# SUPPLIED RECORDS:
□ □ □ □ □ □ □

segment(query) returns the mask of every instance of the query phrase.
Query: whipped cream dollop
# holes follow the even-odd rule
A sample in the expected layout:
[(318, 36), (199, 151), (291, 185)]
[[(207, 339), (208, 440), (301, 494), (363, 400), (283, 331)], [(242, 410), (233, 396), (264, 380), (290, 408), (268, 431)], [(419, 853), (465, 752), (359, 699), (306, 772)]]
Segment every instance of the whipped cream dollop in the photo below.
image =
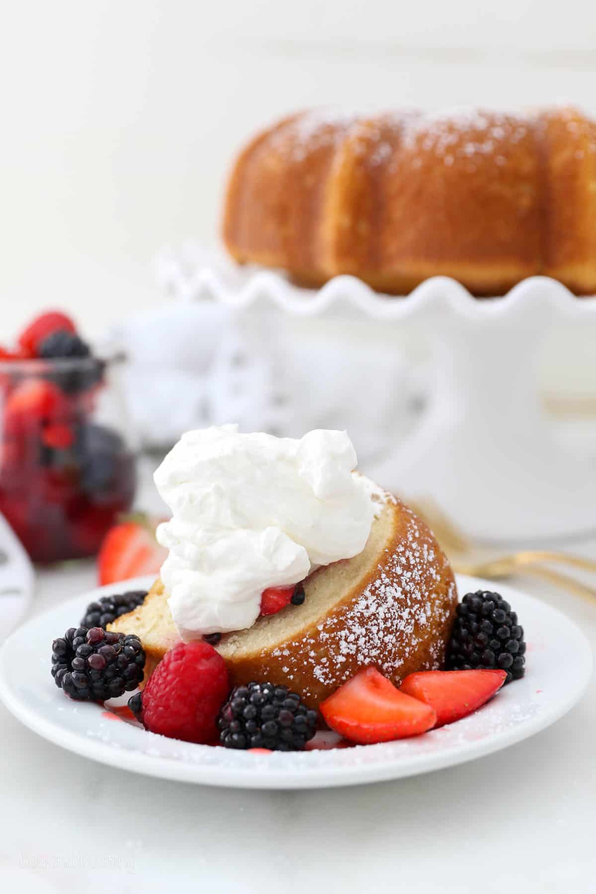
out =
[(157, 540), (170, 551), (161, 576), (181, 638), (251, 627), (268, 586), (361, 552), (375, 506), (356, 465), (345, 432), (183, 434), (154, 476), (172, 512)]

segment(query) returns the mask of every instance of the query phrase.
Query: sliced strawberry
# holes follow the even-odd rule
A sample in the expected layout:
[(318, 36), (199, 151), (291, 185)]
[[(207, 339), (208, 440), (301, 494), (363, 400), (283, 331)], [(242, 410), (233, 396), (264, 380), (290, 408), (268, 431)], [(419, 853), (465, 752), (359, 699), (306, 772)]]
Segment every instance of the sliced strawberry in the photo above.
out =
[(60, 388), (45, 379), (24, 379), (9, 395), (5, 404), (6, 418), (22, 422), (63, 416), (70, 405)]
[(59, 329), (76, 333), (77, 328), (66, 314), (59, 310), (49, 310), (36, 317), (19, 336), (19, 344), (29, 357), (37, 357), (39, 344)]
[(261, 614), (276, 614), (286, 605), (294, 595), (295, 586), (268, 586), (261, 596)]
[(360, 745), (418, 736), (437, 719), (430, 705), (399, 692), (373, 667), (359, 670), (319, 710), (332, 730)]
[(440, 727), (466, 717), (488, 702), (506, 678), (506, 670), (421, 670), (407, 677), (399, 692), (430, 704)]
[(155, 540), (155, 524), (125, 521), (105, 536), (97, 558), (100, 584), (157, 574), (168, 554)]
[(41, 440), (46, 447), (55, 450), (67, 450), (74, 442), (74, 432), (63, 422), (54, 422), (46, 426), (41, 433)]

□ □ □ □ □ □ □

# WORK REQUIRED:
Turn every line of the records above into a numbered list. Omit the blank lines and the pictures.

# COMPLETE ANSWER:
1. segment(query) returns the mask of every instance of the query phrase.
2. Query: whipped cream dollop
3. # holes follow the even-odd rule
4. A sample in the expected layout:
5. [(318, 36), (199, 151), (291, 185)]
6. [[(207, 339), (208, 440), (301, 494), (363, 400), (283, 331)], [(242, 410), (233, 396), (264, 380), (290, 408), (268, 431)], [(419, 853), (465, 752), (359, 699), (306, 772)]]
7. Segment every instance of the whipped cream dollop in the photo below.
8. image =
9. out =
10. [(157, 540), (170, 551), (161, 576), (181, 638), (251, 627), (268, 586), (361, 552), (375, 506), (356, 465), (345, 432), (183, 434), (154, 476), (172, 512)]
11. segment(query) returns the mask of every instance of the query phrase.
12. Query: sliced strawberry
13. # holes follow the even-odd rule
14. A sample in the expected layout:
15. [(318, 36), (199, 151), (291, 185)]
16. [[(207, 339), (208, 440), (301, 494), (363, 400), (283, 331)], [(242, 410), (233, 396), (264, 380), (290, 408), (268, 431)], [(419, 853), (465, 752), (359, 699), (306, 772)]]
17. Segment every instance of the sliced strawberry in the photo above.
18. out =
19. [(60, 388), (45, 379), (24, 379), (9, 395), (5, 404), (6, 418), (22, 422), (63, 416), (70, 405)]
20. [(59, 329), (76, 333), (77, 328), (66, 314), (59, 310), (49, 310), (36, 317), (19, 336), (19, 344), (29, 357), (37, 357), (39, 344)]
21. [(261, 614), (276, 614), (286, 605), (294, 595), (295, 586), (268, 586), (261, 596)]
22. [(360, 745), (418, 736), (437, 719), (430, 705), (399, 692), (373, 667), (359, 670), (319, 710), (332, 730)]
23. [(440, 727), (466, 717), (488, 702), (506, 678), (506, 670), (421, 670), (407, 677), (399, 692), (430, 704)]
24. [(155, 540), (155, 524), (125, 521), (105, 536), (97, 558), (100, 584), (157, 574), (168, 554)]
25. [(41, 440), (46, 447), (55, 450), (67, 450), (74, 442), (74, 432), (63, 422), (54, 422), (46, 426), (41, 433)]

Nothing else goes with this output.